[Opening Text under study section]

The early Salvationists, as today, took their Gospel message to the people in their own environments, largely in the streets and markets of the towns. In 1878 Charles Fry and his three sons formed a brass quartet which played during outdoor meetings. The Army's founder, William Booth, came to hear of them, and started to use them in his own campaign. Over time the Fry ensemble was augmented with other instruments, not exclusively brass, and became famous under names such as "The Hallelujah Minstrels" and "The Happy Band". The Fry family themselves very soon gave up their family business and joined the Salvation Army full-time.

The first ever Salvation Army Corps Band was formed in December 1879 in Consett, County Durham, a former steelworking town, another followed later in Northwich, Cheshire in 1880. It was not long before the Army fully adopted the use of music in its work, and the Salvation Army Headquarters eventually established the International Staff Band, its flagship ensemble, in 1891.

Gradually the bands developed into the same basic format as the traditional amateur brass band and a rich repertoire of music was adapted, arranged and composed for the Salvation Army specifically. Many of the leading brass band composers and players of the 20th century had roots in or close links with the Salvation Army.

==Influences on secular brass bands==
The Salvation Army kept itself apart from the secular brass band world. They did not enter contests or play music other than their own - which had been specifically written or arranged for them. Secular tunes were used, but arranged to reflect the spiritual work they supported.

Around the same time that the Salvation Army bands were forming the temperance movement was also using brass bands to promote its message. These, however, were integrated with the other amateur brass bands - and the vestiges of their influence can still be seen in the names of some of the bands today.

[Closing Text under study section]
[Opening Exercise data section]

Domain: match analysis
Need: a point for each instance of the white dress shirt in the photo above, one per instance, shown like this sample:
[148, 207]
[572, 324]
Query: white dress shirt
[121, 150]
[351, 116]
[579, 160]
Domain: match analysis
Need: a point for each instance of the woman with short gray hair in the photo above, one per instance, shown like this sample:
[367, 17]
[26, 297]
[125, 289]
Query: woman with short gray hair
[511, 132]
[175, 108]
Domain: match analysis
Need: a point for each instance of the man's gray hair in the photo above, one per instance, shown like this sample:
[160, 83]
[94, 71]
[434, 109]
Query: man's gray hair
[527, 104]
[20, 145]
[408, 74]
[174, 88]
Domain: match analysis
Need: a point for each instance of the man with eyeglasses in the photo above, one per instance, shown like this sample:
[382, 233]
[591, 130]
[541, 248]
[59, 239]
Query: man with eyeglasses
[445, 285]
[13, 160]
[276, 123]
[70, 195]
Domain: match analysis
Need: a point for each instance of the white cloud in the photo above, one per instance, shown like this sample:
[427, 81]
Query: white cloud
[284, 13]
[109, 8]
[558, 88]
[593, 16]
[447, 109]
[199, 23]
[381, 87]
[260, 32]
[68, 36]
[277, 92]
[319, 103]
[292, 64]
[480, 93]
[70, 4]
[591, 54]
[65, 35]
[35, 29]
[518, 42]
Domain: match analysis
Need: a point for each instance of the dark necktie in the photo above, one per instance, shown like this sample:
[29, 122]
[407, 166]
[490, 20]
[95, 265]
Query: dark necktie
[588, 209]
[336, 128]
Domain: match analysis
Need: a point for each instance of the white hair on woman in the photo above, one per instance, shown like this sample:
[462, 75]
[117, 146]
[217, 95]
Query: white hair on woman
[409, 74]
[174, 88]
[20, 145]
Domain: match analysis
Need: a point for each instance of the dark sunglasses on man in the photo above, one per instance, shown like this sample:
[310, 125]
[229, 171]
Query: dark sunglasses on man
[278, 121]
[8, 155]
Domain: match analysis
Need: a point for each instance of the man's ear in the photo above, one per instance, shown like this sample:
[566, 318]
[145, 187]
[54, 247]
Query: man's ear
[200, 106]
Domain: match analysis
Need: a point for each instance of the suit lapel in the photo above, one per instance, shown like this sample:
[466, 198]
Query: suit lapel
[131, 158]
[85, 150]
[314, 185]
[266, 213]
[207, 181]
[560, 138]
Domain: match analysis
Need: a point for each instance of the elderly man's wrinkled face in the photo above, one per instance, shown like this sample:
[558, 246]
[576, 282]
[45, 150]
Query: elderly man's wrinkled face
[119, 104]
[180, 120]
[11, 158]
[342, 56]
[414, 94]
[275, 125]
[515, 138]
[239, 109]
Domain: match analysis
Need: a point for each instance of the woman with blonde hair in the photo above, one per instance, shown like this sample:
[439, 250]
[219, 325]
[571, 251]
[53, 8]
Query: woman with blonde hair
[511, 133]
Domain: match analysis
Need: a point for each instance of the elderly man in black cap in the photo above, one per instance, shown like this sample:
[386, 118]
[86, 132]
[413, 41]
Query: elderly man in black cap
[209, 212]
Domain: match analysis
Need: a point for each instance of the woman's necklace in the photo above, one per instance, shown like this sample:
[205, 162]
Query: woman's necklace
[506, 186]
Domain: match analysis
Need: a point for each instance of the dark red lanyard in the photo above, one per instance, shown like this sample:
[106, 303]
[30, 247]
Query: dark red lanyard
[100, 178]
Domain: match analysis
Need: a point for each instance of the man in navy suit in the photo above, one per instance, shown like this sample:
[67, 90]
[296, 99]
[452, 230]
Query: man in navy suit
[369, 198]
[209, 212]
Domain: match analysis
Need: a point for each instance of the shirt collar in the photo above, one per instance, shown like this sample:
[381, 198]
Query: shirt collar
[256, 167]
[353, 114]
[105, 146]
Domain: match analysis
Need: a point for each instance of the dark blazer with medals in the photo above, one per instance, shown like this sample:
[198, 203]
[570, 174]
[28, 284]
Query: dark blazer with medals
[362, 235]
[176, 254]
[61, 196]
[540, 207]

[Closing Exercise data section]

(Task item A):
Answer the following questions about the text on Salvation Army bands.
(i) In what year did Charles Fry and his three sons form a brass quartet?
(ii) In which town was the first ever Salvation Army Corps Band formed?
(iii) Which movement was also using brass bands to promote its message around the same time?
(Task item B): Return the passage of the text on Salvation Army bands from "The first ever" to "the Salvation Army.", copied without any change.

(Solution A):
(i) 1878
(ii) Consett, County Durham
(iii) The temperance movement

(Solution B):
The first ever Salvation Army Corps Band was formed in December 1879 in Consett, County Durham, a former steelworking town, another followed later in Northwich, Cheshire in 1880. It was not long before the Army fully adopted the use of music in its work, and the Salvation Army Headquarters eventually established the International Staff Band, its flagship ensemble, in 1891.

Gradually the bands developed into the same basic format as the traditional amateur brass band and a rich repertoire of music was adapted, arranged and composed for the Salvation Army specifically. Many of the leading brass band composers and players of the 20th century had roots in or close links with the Salvation Army.